Convert the records, starting at the line that has "Would you mind pointing at the earwig in" and stopping after the line that has "column 698, row 495", into a Markdown table with the columns Row and Text. Give each line its own numbered row, and leave out the blank lines and the pictures.

==============================

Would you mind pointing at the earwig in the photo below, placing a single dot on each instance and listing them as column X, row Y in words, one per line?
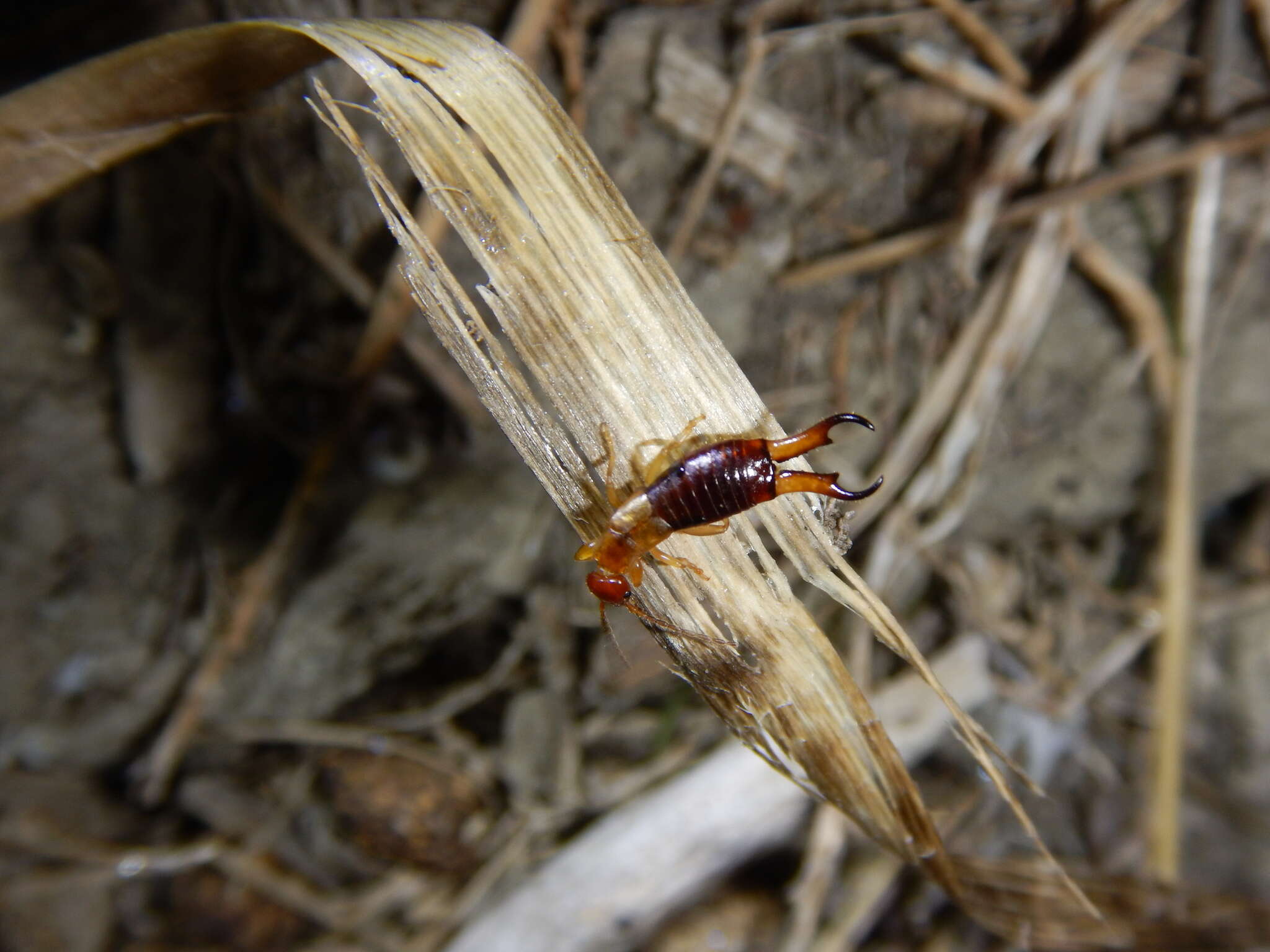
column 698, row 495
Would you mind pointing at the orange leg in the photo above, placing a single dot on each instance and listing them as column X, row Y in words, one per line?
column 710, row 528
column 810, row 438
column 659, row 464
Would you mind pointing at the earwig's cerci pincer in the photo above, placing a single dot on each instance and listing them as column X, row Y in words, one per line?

==============================

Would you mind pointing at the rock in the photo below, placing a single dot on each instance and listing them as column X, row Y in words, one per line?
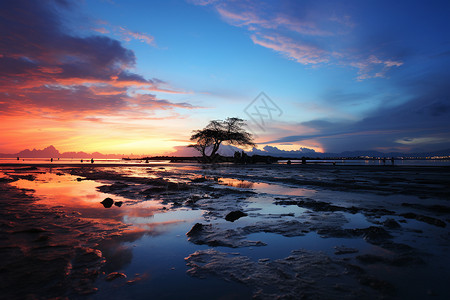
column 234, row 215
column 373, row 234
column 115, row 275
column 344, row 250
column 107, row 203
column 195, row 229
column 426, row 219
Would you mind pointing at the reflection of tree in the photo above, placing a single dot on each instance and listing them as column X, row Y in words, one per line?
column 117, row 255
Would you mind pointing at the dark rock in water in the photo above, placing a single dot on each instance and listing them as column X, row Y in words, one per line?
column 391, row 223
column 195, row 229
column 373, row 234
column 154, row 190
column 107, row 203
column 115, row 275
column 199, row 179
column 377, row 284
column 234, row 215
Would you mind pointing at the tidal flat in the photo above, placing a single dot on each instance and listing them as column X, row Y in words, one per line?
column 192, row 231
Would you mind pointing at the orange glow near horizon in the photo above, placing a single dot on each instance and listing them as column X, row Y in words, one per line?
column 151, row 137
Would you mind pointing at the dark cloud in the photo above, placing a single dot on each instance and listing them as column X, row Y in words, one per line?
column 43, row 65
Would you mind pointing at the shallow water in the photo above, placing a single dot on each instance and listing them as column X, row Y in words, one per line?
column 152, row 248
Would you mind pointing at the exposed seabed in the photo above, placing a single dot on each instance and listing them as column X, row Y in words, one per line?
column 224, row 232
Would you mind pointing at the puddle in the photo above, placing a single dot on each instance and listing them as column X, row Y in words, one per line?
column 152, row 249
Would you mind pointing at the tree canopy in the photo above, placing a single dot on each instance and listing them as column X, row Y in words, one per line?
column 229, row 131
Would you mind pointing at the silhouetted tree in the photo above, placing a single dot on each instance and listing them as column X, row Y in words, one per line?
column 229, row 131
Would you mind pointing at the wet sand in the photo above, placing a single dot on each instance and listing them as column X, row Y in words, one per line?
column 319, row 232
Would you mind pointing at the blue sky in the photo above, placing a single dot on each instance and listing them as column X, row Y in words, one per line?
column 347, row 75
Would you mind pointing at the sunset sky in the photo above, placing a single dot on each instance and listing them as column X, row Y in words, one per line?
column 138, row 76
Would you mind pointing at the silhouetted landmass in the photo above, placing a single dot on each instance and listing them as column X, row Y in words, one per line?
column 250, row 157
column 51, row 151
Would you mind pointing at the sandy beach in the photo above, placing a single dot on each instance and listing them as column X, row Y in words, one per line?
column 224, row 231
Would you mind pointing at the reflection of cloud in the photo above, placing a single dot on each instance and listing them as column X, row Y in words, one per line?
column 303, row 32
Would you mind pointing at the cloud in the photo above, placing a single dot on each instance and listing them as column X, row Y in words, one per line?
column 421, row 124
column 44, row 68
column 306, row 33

==============================

# EXERCISE SOLUTION
| Row | Text |
|---|---|
| 1 | Would you mind pointing at the earwig in the photo below, placing a single dot on each instance and listing them as column X, row Y in words, one per line? |
| 2 | column 698, row 495 |